> _原文资料_
------------------------------------

在日本,购买二手化妆品成为一种流行。节俭的年轻购物者在网上搜寻香奈儿(Chanel)和圣罗兰(YSL Beauty)的产品,这一现象表明,在这个价值240亿美元的奢侈品市场,消费者的心理是多么复杂和矛盾。

看不到垃圾桶的街道、高科技的厕所和“近藤麻理惠”品牌的极简主义而著称——日本人的“爱干净”举世闻名。但日本人对干净卫生的痴迷也有例外:这个国家是一个蓬勃发展的二手零售市场。日本国内美容市场是世界上最成熟的市场之一,拥有一个富有成效的生态系统,既有本土小众药店,也有资生堂(Shiseido)和SK-II等高端品牌,同时还有对全球奢侈品牌的旺盛需求。

然而,尽管听起来令人费解,但在日本的千禧一代中,购买二手化妆品正变得越来越流行。这一现象充分说明了消费者的消费心理,他们既热爱品牌,又越来越节俭。

28岁的东京居民Marika Sakamoto在日本最大的P2P市场平台Mercari上购买了二手化妆品和美容产品。她说:“当我买二手化妆品时,我最仔细检查的是二手化妆品被用过多少次,什么时候过期。”

“Mercari让购买这些产品变得更容易,首先你在日本很难买到一手货,再加上人们真的不介意它们曾被使用过,是二手货。”此外,购买二手产品更环保也是这些日本女孩选择购买二手货品的原因之一。

二手化妆品、共享化妆间,在很多人看来最大的顾虑就在于是否卫生。但日本在化妆品转售潮流中的地位与其一尘不染、讲究卫生的传统形象截然不同。

随着日本共享经济的成熟,一小部分日本千禧一代似乎愿意为了昂贵的美容产品而忽视细菌。在该网站的资讯页面,我们可以发现,Mercari允许出售用过的化妆品,只要产品描述良好,没有过期。

美国咨询公司高德纳亚太地区研究和咨询高级专家道格拉斯(Yo Douglas)表示:“如果你想试用新款香奈儿(Chanel)口红,可以通过Mercari以较低的价格试用,然后如果你真的喜欢,你可以再买一支新的。如此看来,这和从朋友那里买二手化妆品没什么不同。”

------------------------------------

> _练习任务_
(1) 请将日本二手化妆品一文中从“在日本,购买二手化妆品成为一”一直到“讲究卫生的传统形象截然不同。”的全部文字一字不差地抄录下来。
(2) 根据日本二手化妆品一文,回答下列问题:
(a) 文中所说的奢侈品市场价值多少?
(b) 28岁的东京居民Marika Sakamoto在哪个平台上购买二手化妆品和美容产品?
(c) Mercari允许出售用过的化妆品需要满足什么条件?

> _所给材料_
------------------------------------

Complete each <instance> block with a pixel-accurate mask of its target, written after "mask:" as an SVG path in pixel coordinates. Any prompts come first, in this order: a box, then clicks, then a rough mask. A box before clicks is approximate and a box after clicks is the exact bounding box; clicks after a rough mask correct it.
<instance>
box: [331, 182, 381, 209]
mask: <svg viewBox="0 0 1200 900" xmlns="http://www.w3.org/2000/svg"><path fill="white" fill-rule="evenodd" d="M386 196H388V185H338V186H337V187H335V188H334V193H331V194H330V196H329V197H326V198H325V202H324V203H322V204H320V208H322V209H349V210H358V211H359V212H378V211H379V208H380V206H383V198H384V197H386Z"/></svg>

------------------------------------

> _参考答案_
(1)
在日本,购买二手化妆品成为一种流行。节俭的年轻购物者在网上搜寻香奈儿(Chanel)和圣罗兰(YSL Beauty)的产品,这一现象表明,在这个价值240亿美元的奢侈品市场,消费者的心理是多么复杂和矛盾。

看不到垃圾桶的街道、高科技的厕所和“近藤麻理惠”品牌的极简主义而著称——日本人的“爱干净”举世闻名。但日本人对干净卫生的痴迷也有例外:这个国家是一个蓬勃发展的二手零售市场。日本国内美容市场是世界上最成熟的市场之一,拥有一个富有成效的生态系统,既有本土小众药店,也有资生堂(Shiseido)和SK-II等高端品牌,同时还有对全球奢侈品牌的旺盛需求。

然而,尽管听起来令人费解,但在日本的千禧一代中,购买二手化妆品正变得越来越流行。这一现象充分说明了消费者的消费心理,他们既热爱品牌,又越来越节俭。

28岁的东京居民Marika Sakamoto在日本最大的P2P市场平台Mercari上购买了二手化妆品和美容产品。她说:“当我买二手化妆品时,我最仔细检查的是二手化妆品被用过多少次,什么时候过期。”

“Mercari让购买这些产品变得更容易,首先你在日本很难买到一手货,再加上人们真的不介意它们曾被使用过,是二手货。”此外,购买二手产品更环保也是这些日本女孩选择购买二手货品的原因之一。

二手化妆品、共享化妆间,在很多人看来最大的顾虑就在于是否卫生。但日本在化妆品转售潮流中的地位与其一尘不染、讲究卫生的传统形象截然不同。

(2)
(a) 240亿美元。
(b) Mercari,即日本最大的P2P市场平台。
(c) 产品描述良好,没有过期。